(Stored items)
....
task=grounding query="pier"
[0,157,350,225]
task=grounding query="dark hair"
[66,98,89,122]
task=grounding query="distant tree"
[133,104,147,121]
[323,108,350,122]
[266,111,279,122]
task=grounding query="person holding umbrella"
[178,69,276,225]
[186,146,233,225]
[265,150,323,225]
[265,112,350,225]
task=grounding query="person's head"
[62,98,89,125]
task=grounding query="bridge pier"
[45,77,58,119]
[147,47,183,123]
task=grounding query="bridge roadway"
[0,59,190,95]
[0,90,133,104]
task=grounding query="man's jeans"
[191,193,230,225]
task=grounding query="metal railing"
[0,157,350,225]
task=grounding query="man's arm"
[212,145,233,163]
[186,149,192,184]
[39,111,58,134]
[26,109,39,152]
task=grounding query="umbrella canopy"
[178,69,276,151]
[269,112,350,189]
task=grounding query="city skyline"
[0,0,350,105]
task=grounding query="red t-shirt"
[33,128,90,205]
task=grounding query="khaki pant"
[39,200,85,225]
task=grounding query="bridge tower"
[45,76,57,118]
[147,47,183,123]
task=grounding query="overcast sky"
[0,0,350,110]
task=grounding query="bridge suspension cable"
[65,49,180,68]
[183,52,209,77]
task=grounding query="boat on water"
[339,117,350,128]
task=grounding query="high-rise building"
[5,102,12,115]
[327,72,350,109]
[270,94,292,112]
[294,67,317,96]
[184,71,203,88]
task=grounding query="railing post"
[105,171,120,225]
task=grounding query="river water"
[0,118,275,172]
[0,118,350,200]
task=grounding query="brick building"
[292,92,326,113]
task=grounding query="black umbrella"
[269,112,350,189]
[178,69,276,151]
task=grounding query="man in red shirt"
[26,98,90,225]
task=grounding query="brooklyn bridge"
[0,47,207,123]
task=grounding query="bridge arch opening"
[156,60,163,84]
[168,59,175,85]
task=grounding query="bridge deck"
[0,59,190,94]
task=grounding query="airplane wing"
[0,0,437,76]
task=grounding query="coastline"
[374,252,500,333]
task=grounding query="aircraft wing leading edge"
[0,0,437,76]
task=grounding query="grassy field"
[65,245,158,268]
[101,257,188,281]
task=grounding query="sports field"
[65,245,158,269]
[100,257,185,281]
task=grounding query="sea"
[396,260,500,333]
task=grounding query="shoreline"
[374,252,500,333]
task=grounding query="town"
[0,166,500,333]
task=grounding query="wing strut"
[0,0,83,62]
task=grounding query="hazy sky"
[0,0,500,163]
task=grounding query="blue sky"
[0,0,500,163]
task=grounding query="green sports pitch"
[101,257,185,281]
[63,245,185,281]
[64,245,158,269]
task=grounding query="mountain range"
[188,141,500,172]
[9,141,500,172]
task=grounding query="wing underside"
....
## The exercise
Reproduce all of the records above, swapping "umbrella" for "parasol" everywhere it appears and keeping every other part unchanged.

## Complete response
task=grounding query="pier"
[0,157,350,225]
task=grounding query="dark hair"
[66,98,89,122]
task=grounding query="distant tree"
[133,104,147,121]
[323,108,350,122]
[266,111,279,122]
task=grounding query="person holding parasol"
[178,69,276,225]
[186,146,233,225]
[265,150,323,225]
[265,112,350,225]
task=grounding query="person's head"
[62,98,89,125]
task=grounding query="bridge pier"
[45,77,58,119]
[147,47,183,123]
task=grounding query="bridge roadway"
[0,59,190,95]
[0,90,133,104]
task=grounding query="man's jeans"
[191,193,230,225]
task=grounding query="metal railing"
[0,157,350,225]
task=grounding query="man's arm"
[212,145,233,163]
[186,149,192,184]
[39,111,58,134]
[26,109,39,152]
task=grounding query="parasol canopy"
[178,69,276,151]
[269,112,350,189]
task=grounding query="city skyline"
[0,0,350,105]
task=grounding query="red t-shirt"
[33,128,90,205]
task=grounding query="khaki pant"
[39,200,85,225]
task=grounding query="bridge tower"
[45,76,57,118]
[147,47,183,123]
task=grounding query="overcast sky"
[0,0,350,110]
task=grounding query="bridge suspension cable"
[65,49,180,68]
[183,52,209,77]
task=grounding query="boat on water"
[339,117,350,128]
task=grounding query="high-rise building"
[5,102,12,115]
[327,72,350,109]
[270,94,292,112]
[294,67,317,96]
[184,71,203,88]
task=grounding query="railing post"
[105,171,120,225]
task=grounding query="river water"
[0,118,275,172]
[0,118,350,200]
task=grounding query="brick building"
[292,92,326,113]
task=grounding query="black parasol"
[269,112,350,189]
[178,69,276,151]
task=grounding query="man in red shirt"
[26,98,90,225]
task=grounding query="brooklyn bridge"
[0,47,207,123]
task=grounding query="bridge arch opening"
[156,60,163,84]
[168,59,175,85]
task=grounding query="bridge deck"
[0,59,190,94]
task=grounding query="airplane wing"
[0,0,437,76]
task=grounding query="coastline"
[374,252,500,333]
task=grounding query="aircraft wing leading edge"
[0,0,437,76]
task=grounding query="grassy field"
[65,245,158,268]
[101,257,188,281]
task=grounding query="sports field"
[65,245,158,269]
[100,257,185,281]
task=grounding query="sea"
[396,260,500,333]
task=grounding query="shoreline"
[374,252,500,333]
task=grounding query="town"
[0,166,500,333]
task=grounding query="wing strut"
[0,0,83,62]
task=grounding query="hazy sky"
[0,0,500,163]
task=grounding query="blue sky"
[0,0,500,163]
task=grounding query="green sports pitch"
[101,257,185,281]
[63,245,185,281]
[64,245,158,269]
task=grounding query="mountain range"
[188,141,500,172]
[9,141,500,172]
task=grounding query="wing underside"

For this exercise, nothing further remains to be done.